*** Information ***

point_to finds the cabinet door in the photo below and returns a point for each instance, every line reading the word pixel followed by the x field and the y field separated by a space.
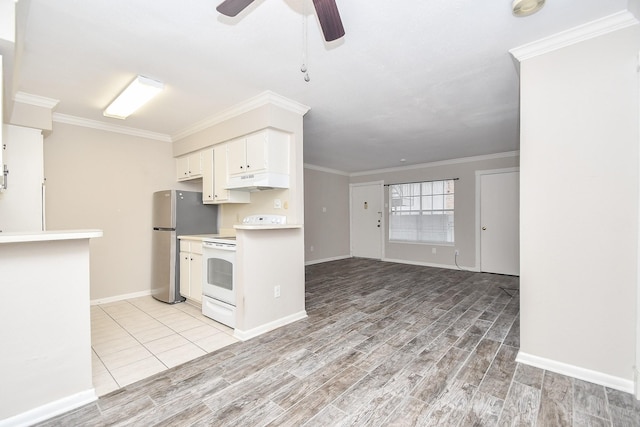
pixel 182 168
pixel 236 157
pixel 195 165
pixel 256 152
pixel 208 181
pixel 220 173
pixel 195 281
pixel 185 277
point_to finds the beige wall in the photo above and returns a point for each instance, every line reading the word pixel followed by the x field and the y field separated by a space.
pixel 326 199
pixel 104 180
pixel 465 208
pixel 579 197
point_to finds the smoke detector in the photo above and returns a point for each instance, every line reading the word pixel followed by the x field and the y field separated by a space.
pixel 526 7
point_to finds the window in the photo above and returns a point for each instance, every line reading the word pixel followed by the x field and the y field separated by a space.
pixel 422 212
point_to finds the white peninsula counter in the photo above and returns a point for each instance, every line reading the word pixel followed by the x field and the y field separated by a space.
pixel 270 277
pixel 45 324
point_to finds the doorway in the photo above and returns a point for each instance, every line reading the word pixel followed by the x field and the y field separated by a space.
pixel 367 219
pixel 499 221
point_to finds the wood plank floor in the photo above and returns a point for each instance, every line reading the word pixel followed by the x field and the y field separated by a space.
pixel 384 345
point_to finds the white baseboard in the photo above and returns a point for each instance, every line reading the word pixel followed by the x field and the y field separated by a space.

*** End of Information ***

- Problem description
Repeat each line above exactly. The pictures stay out.

- Answer
point_to finds the cabinet door in the photo below and returns a point for each instance, every line reading the word pixel followed by the x field and the y field separated by a space.
pixel 182 168
pixel 236 157
pixel 195 165
pixel 256 152
pixel 208 181
pixel 220 173
pixel 195 281
pixel 185 277
point_to finds the beige wall in the photo above and returns a point for each instance, every line reading the word pixel followed by the x field and the y field separated by a space.
pixel 326 199
pixel 104 180
pixel 465 208
pixel 579 197
point_to finds the smoke detector in the photo above and returns a point for each instance, every line reading the word pixel followed by the x field and the y field separated by a space.
pixel 526 7
point_to finds the window in the photo above and returns a point for each instance, every line reading the word pixel followed by the x field and the y field separated by a space.
pixel 422 212
point_to finds the white peninsula counter in the photo above and returns a point for each instance, every line reading the word pixel followed by the x field and the y field separated by a space.
pixel 270 277
pixel 45 324
point_to finds the doorway in the photo above and returns a point for each instance, every line reading the word pixel followed by the x field and the y field separated by a space.
pixel 367 219
pixel 499 221
point_to finds the wood plank floor in the photo above and returns a point for each instance, every line reading the word pixel followed by the x field and the y field separated by a space.
pixel 384 345
point_to finds the white baseboard in the photo above and returns a point for each instance, every line reading the word pixel followed by the x field and the y field separated by a space.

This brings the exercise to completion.